▶ **TASK INSTRUCTIONS**:
Which rows below contain the word "tram"? Locate each one and copy that line.

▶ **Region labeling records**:
[START]

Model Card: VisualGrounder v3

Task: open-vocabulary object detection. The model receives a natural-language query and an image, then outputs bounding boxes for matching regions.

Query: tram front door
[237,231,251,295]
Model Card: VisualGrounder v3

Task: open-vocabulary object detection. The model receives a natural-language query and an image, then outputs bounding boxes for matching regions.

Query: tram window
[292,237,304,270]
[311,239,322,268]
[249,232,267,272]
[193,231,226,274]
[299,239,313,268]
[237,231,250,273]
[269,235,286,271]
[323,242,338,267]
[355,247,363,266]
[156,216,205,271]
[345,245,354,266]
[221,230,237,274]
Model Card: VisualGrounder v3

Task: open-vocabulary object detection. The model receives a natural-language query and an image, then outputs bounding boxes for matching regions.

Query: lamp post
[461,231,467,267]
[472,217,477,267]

[END]
[START]

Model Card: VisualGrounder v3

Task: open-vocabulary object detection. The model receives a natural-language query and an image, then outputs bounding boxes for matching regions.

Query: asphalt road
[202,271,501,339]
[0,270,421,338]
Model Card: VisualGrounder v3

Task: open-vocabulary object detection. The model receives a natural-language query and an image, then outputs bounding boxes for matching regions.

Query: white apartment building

[END]

▶ **RESPONSE TO THE TASK**:
Query: tram front door
Query: tram window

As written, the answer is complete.